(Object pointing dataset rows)
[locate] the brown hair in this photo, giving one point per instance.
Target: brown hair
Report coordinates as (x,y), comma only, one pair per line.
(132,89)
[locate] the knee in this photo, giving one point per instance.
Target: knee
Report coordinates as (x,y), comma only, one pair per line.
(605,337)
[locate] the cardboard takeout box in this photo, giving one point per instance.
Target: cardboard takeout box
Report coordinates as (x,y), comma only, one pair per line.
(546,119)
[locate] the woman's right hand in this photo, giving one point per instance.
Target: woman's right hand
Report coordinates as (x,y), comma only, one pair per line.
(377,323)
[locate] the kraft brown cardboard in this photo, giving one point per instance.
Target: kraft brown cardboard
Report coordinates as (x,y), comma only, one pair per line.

__WHAT YOU ARE ASKED TO DO__
Retype all of the entries above line for line, with no changes.

__ANSWER BELOW__
[locate] the brown hair in this photo, giving one point per instance.
Target: brown hair
Report coordinates as (x,y), comma only, one pair per line.
(132,89)
[locate] the knee in this photo, giving one point per instance.
Target: knee
Report coordinates as (x,y), comma only, one pair per line.
(605,337)
[locate] the cardboard takeout box in this photo, giving one point per instance.
Target: cardboard takeout box
Report coordinates as (x,y), comma only, one pair per line.
(546,119)
[locate] the woman's right hand in this photo, giving one point per instance.
Target: woman's right hand
Report coordinates as (x,y), comma only, one pair per line.
(377,323)
[locate] the kraft brown cardboard in this photo, giving one point per instance.
Target: kraft brown cardboard
Report coordinates as (x,y), comma only, one pair per line.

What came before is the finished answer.